- _Text segment_
· · · · ·

Christopher Carrick

Personal information
- Date of birth: 8 October 1882
- Place of birth: Stockton-on-Tees, England
- Date of death: June 1927 (aged 44)
- Place of death: Middlesbrough, England
- Position(s): Outside-left

Senior career*
- Years: Team / Apps / (Gls)
- 1900–1904: Middlesbrough / 26 / (6)
- 1904–1905: West Ham United / 18 / (6)
- 1905–1906: Tottenham Hotspur / 15 / (4)
- 1906–1907: Reading
- 1907–1908: Bradford Park Avenue
- 1908: Glentoran

= Christopher Carrick =

English footballer

Christopher Carrick (8 October 1882 – June 1927) was an English footballer who played for Middlesbrough, West Ham United, Tottenham Hotspur, Reading, Bradford Park Avenue and Glentoran as an outside-left. He was described as "a sturdy little winger, quick off the mark with the rare gift of taking chances".

· · · · ·

- _What is expected_
Copy everything in the footballer profile from "Personal information" down to "Apps / (Gls)", substituting "Player details" for "Personal information".

[Dataset excerpts on object pointing]
· · · · ·

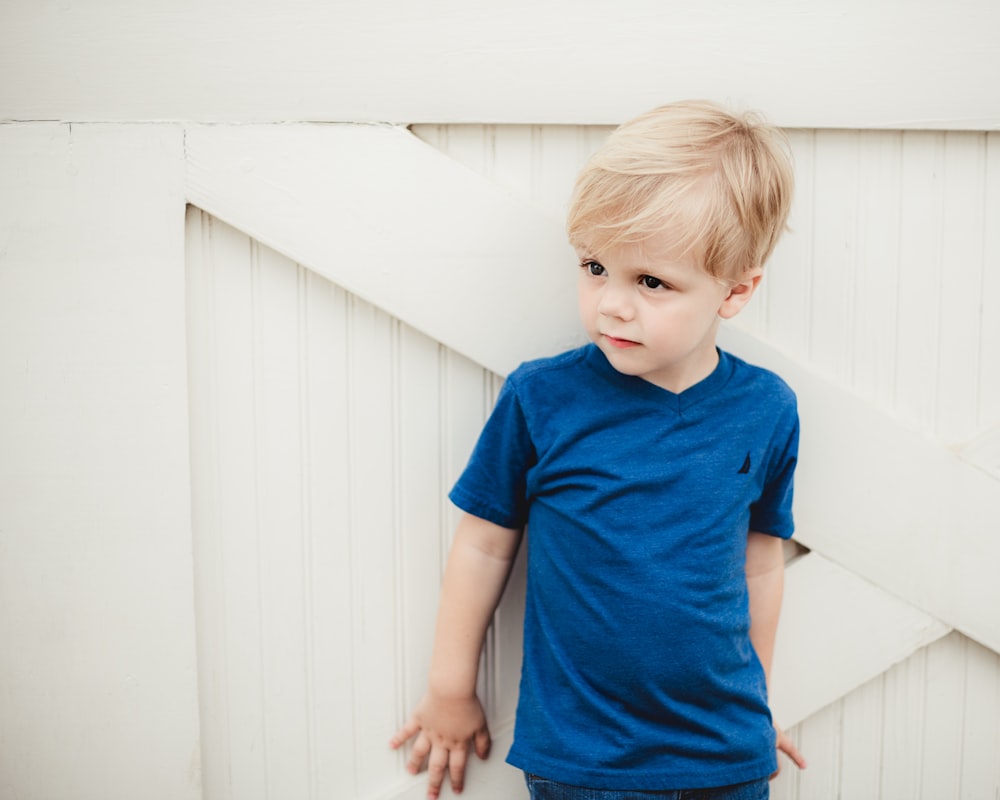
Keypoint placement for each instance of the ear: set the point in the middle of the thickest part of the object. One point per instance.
(740, 293)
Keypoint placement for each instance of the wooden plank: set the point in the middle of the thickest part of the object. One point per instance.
(861, 728)
(981, 735)
(905, 721)
(945, 690)
(838, 632)
(926, 553)
(387, 217)
(854, 64)
(99, 694)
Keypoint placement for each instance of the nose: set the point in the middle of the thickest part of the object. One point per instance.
(615, 301)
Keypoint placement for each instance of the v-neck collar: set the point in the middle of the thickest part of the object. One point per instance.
(640, 387)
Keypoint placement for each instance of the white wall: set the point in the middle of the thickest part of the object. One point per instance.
(885, 291)
(97, 665)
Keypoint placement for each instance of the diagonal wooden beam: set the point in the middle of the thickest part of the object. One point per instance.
(897, 508)
(838, 631)
(389, 218)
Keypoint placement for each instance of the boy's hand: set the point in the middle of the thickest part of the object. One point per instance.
(443, 728)
(787, 746)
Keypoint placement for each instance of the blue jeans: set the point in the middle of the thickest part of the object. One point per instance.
(542, 789)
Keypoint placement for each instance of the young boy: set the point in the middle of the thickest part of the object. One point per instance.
(654, 475)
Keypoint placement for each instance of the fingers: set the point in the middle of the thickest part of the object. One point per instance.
(456, 768)
(418, 755)
(437, 765)
(404, 734)
(787, 746)
(482, 742)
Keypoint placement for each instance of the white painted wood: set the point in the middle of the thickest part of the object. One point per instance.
(97, 662)
(837, 633)
(853, 64)
(326, 434)
(385, 216)
(927, 553)
(981, 722)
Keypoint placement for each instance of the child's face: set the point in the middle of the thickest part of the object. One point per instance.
(653, 313)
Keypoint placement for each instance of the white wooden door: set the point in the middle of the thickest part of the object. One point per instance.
(327, 435)
(331, 430)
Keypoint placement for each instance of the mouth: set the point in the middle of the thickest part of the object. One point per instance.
(621, 344)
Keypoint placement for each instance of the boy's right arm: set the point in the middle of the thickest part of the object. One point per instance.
(450, 715)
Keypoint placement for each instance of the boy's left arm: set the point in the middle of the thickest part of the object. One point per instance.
(765, 568)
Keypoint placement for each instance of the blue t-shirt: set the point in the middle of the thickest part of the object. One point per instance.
(638, 671)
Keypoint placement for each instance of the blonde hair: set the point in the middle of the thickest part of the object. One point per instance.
(721, 182)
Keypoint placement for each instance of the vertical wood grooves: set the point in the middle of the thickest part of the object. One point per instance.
(355, 624)
(306, 532)
(906, 219)
(255, 302)
(396, 480)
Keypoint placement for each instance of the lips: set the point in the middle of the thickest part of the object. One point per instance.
(621, 344)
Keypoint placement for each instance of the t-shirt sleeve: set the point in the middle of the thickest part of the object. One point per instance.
(772, 513)
(493, 484)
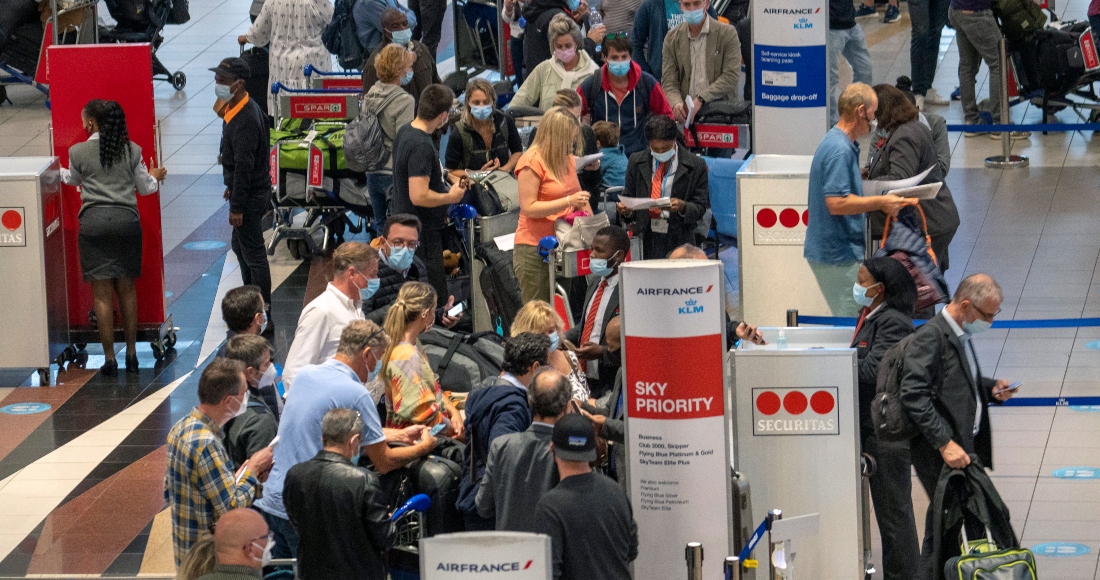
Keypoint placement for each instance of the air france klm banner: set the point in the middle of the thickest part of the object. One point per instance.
(673, 319)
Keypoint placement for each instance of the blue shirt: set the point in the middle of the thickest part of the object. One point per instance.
(834, 172)
(317, 390)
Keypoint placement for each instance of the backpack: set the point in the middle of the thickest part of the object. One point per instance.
(365, 149)
(340, 36)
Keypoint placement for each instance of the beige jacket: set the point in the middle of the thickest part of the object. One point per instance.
(723, 64)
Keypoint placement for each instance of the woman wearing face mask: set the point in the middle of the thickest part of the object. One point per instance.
(548, 189)
(624, 95)
(413, 393)
(394, 108)
(292, 31)
(568, 68)
(108, 166)
(906, 149)
(538, 317)
(887, 293)
(484, 139)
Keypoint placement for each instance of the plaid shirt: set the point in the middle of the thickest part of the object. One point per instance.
(199, 482)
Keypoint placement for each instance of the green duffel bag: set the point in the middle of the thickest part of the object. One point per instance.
(294, 148)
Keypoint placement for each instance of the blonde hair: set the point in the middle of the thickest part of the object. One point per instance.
(392, 62)
(484, 86)
(535, 317)
(854, 96)
(557, 139)
(414, 298)
(199, 560)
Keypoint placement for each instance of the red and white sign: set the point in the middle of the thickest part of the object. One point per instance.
(780, 225)
(316, 167)
(795, 411)
(12, 227)
(675, 411)
(318, 107)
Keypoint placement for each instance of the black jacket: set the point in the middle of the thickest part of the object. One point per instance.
(690, 184)
(873, 339)
(245, 166)
(945, 412)
(340, 514)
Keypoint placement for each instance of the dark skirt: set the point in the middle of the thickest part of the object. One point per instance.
(110, 243)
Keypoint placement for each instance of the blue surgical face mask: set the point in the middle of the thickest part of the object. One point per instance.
(402, 36)
(222, 91)
(618, 68)
(482, 112)
(399, 259)
(663, 157)
(694, 17)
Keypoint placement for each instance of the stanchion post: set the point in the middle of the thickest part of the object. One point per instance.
(1005, 159)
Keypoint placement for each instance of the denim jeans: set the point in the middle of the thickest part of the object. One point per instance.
(928, 19)
(978, 37)
(853, 45)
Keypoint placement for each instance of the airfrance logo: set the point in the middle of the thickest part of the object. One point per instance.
(674, 292)
(483, 568)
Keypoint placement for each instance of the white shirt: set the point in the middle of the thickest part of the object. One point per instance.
(319, 328)
(971, 360)
(597, 328)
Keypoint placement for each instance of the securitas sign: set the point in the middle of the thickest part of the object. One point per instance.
(810, 411)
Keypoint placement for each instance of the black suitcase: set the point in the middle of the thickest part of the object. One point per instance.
(499, 286)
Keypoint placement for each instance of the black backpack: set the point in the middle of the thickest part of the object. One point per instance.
(340, 36)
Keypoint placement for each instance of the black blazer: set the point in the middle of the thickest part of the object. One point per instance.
(873, 339)
(689, 184)
(945, 412)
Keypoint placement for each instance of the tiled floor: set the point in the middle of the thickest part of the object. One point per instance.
(80, 483)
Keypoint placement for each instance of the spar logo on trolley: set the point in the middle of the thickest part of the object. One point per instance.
(795, 411)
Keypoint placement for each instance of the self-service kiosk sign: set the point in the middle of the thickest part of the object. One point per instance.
(795, 411)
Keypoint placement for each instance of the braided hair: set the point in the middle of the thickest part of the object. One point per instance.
(113, 138)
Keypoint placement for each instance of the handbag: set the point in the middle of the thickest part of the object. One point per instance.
(905, 239)
(575, 232)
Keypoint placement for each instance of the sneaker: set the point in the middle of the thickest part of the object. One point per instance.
(935, 99)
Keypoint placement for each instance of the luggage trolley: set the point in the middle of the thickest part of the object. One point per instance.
(321, 189)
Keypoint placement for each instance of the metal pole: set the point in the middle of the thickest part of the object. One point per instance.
(1005, 159)
(694, 556)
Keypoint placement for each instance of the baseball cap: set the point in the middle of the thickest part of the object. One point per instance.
(233, 67)
(574, 439)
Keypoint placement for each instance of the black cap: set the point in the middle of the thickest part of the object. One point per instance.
(234, 68)
(574, 438)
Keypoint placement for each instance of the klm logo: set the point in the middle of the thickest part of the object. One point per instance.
(690, 307)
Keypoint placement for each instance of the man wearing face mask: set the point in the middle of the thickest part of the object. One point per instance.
(201, 482)
(397, 28)
(497, 407)
(945, 393)
(337, 383)
(834, 243)
(242, 546)
(623, 94)
(609, 248)
(245, 171)
(256, 427)
(339, 507)
(668, 172)
(354, 280)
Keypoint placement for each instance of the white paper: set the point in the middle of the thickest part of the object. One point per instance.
(644, 203)
(920, 192)
(506, 242)
(876, 187)
(581, 162)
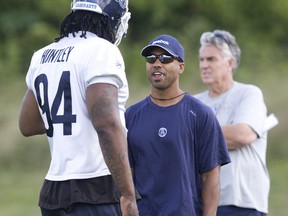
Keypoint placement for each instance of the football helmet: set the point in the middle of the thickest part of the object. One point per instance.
(116, 10)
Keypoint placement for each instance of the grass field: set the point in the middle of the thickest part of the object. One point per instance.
(24, 162)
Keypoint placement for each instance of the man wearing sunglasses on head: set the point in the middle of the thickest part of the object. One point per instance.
(176, 146)
(240, 108)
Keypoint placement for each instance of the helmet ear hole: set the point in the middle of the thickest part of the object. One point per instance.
(116, 10)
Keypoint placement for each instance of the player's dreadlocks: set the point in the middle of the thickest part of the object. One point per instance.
(83, 21)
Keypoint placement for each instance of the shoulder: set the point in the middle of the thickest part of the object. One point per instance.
(247, 89)
(137, 106)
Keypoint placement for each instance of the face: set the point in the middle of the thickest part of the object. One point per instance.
(163, 76)
(214, 68)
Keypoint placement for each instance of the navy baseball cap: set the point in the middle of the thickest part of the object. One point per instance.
(166, 42)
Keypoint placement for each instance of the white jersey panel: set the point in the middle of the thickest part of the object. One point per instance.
(59, 75)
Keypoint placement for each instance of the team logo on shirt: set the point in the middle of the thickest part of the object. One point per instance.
(162, 132)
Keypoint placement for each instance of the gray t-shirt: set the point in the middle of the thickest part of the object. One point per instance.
(245, 181)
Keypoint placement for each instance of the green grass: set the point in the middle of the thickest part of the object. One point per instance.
(24, 161)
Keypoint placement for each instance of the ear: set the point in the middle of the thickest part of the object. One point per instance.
(181, 67)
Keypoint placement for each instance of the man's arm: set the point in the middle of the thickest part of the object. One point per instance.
(210, 191)
(30, 121)
(102, 104)
(238, 135)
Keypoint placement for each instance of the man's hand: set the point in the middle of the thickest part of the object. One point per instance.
(128, 206)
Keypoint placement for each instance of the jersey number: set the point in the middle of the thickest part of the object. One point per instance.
(63, 95)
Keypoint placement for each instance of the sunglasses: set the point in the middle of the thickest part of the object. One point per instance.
(164, 59)
(222, 37)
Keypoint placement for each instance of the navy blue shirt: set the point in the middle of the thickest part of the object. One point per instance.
(169, 148)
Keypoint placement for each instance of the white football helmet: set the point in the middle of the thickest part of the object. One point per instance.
(116, 10)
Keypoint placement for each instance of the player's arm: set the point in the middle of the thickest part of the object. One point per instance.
(30, 121)
(102, 104)
(210, 191)
(238, 135)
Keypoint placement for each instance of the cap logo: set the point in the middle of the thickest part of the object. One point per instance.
(161, 41)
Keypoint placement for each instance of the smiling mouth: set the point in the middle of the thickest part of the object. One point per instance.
(157, 74)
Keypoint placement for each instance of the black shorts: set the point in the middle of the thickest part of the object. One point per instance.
(82, 209)
(237, 211)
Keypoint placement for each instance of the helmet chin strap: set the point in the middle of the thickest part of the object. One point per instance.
(122, 29)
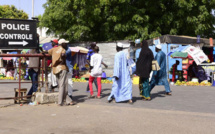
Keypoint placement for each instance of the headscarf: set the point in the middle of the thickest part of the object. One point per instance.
(144, 62)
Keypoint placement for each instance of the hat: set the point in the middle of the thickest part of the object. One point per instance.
(137, 41)
(61, 41)
(119, 44)
(158, 46)
(93, 44)
(55, 41)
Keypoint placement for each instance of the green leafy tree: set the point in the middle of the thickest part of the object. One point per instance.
(108, 20)
(11, 12)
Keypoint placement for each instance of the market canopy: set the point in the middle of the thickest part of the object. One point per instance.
(79, 49)
(184, 51)
(184, 40)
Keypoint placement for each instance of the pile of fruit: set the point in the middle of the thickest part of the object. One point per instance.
(78, 80)
(190, 83)
(83, 80)
(107, 81)
(6, 78)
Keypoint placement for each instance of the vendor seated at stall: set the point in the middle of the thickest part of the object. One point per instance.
(197, 71)
(9, 69)
(175, 71)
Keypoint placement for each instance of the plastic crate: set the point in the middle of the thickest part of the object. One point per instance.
(185, 66)
(185, 61)
(136, 80)
(185, 72)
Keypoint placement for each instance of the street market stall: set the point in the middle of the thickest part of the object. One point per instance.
(192, 57)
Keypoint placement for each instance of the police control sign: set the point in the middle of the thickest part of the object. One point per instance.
(18, 34)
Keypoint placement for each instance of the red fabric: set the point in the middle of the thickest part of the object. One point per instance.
(56, 41)
(173, 72)
(50, 61)
(91, 79)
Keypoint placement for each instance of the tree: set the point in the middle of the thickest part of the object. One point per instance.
(11, 12)
(108, 20)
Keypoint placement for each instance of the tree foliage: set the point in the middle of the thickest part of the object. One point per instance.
(108, 20)
(11, 12)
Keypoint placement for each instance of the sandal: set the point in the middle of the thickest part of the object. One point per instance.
(168, 94)
(109, 101)
(91, 97)
(72, 103)
(98, 97)
(130, 101)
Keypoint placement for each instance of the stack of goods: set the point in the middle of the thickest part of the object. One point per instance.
(191, 83)
(185, 65)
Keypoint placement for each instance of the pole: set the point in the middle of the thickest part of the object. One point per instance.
(19, 78)
(32, 8)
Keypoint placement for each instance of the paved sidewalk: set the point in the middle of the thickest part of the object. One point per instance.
(190, 110)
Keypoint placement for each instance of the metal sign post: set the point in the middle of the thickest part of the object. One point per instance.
(18, 34)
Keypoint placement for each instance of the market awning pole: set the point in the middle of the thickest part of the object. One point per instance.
(19, 77)
(32, 8)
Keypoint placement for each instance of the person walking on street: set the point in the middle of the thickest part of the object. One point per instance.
(143, 70)
(60, 70)
(33, 71)
(89, 54)
(122, 84)
(53, 77)
(96, 71)
(160, 77)
(69, 74)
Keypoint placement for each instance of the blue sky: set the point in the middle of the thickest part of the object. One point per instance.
(26, 6)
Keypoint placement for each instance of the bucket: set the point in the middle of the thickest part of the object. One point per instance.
(136, 80)
(103, 74)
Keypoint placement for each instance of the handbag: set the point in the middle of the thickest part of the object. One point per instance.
(132, 66)
(155, 66)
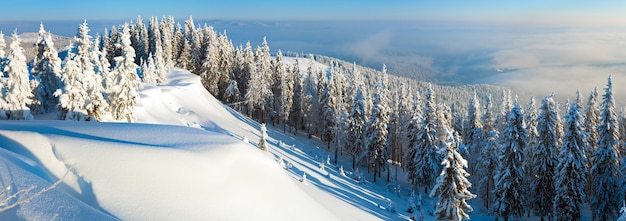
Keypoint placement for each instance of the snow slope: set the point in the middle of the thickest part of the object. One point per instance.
(185, 159)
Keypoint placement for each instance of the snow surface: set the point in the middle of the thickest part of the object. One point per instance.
(184, 159)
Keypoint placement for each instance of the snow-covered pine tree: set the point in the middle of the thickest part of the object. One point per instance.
(72, 97)
(122, 92)
(377, 129)
(262, 141)
(232, 95)
(473, 135)
(210, 71)
(96, 104)
(604, 202)
(296, 116)
(544, 158)
(167, 41)
(488, 157)
(47, 71)
(258, 90)
(509, 177)
(571, 172)
(18, 94)
(328, 102)
(184, 59)
(287, 94)
(310, 102)
(426, 158)
(278, 78)
(452, 186)
(355, 143)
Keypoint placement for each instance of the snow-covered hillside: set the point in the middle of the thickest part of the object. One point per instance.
(185, 159)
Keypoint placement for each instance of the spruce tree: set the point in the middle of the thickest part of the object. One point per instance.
(452, 186)
(571, 173)
(72, 96)
(473, 133)
(91, 81)
(488, 157)
(544, 158)
(426, 158)
(18, 94)
(509, 177)
(46, 71)
(122, 94)
(605, 201)
(377, 130)
(355, 142)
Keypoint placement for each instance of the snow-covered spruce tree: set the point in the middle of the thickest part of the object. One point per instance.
(232, 95)
(532, 142)
(210, 70)
(262, 141)
(355, 142)
(452, 186)
(248, 68)
(329, 105)
(296, 116)
(72, 97)
(473, 135)
(278, 78)
(377, 129)
(96, 105)
(287, 94)
(258, 92)
(412, 133)
(263, 61)
(18, 93)
(310, 102)
(184, 59)
(488, 158)
(426, 158)
(605, 201)
(46, 71)
(544, 158)
(509, 178)
(122, 91)
(167, 41)
(571, 173)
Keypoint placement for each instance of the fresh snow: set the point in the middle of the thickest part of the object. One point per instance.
(184, 159)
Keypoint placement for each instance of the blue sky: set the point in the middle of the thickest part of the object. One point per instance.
(571, 12)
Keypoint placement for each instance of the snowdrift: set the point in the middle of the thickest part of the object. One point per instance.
(185, 159)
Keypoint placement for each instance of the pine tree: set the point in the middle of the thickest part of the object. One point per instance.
(604, 202)
(571, 173)
(296, 117)
(452, 186)
(46, 71)
(122, 94)
(509, 178)
(488, 157)
(72, 97)
(329, 112)
(377, 130)
(355, 142)
(18, 93)
(544, 158)
(96, 104)
(262, 141)
(426, 158)
(473, 133)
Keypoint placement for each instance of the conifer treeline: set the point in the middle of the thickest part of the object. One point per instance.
(522, 161)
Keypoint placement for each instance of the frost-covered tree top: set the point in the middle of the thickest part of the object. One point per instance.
(18, 92)
(122, 93)
(452, 186)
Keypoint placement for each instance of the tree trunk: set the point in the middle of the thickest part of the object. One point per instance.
(353, 161)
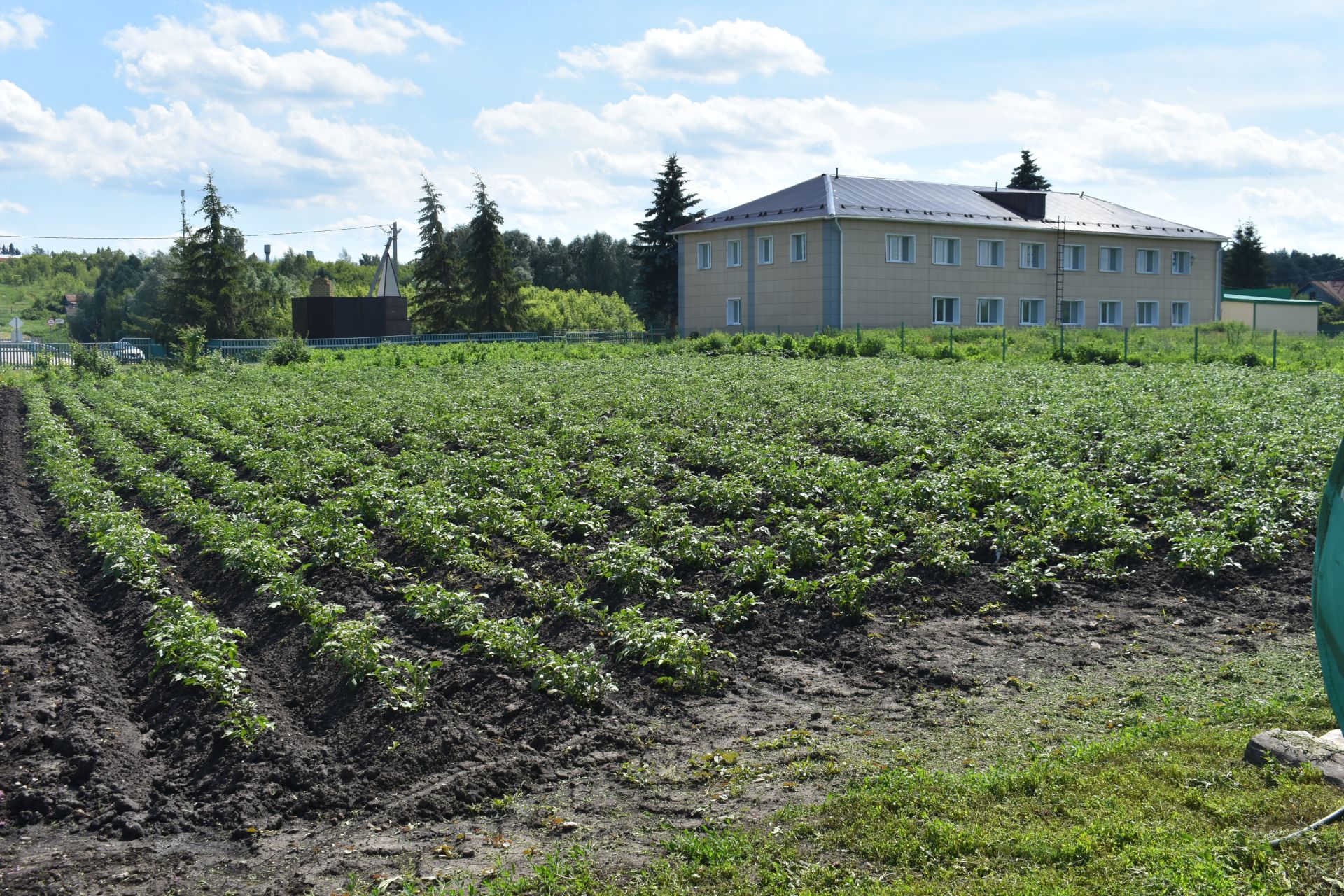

· · · · ·

- _Written solution_
Player details
- Date of birth: 8 October 1882
- Place of birth: Stockton-on-Tees, England
- Date of death: June 1927 (aged 44)
- Place of death: Middlesbrough, England
- Position(s): Outside-left

Senior career*
- Years: Team / Apps / (Gls)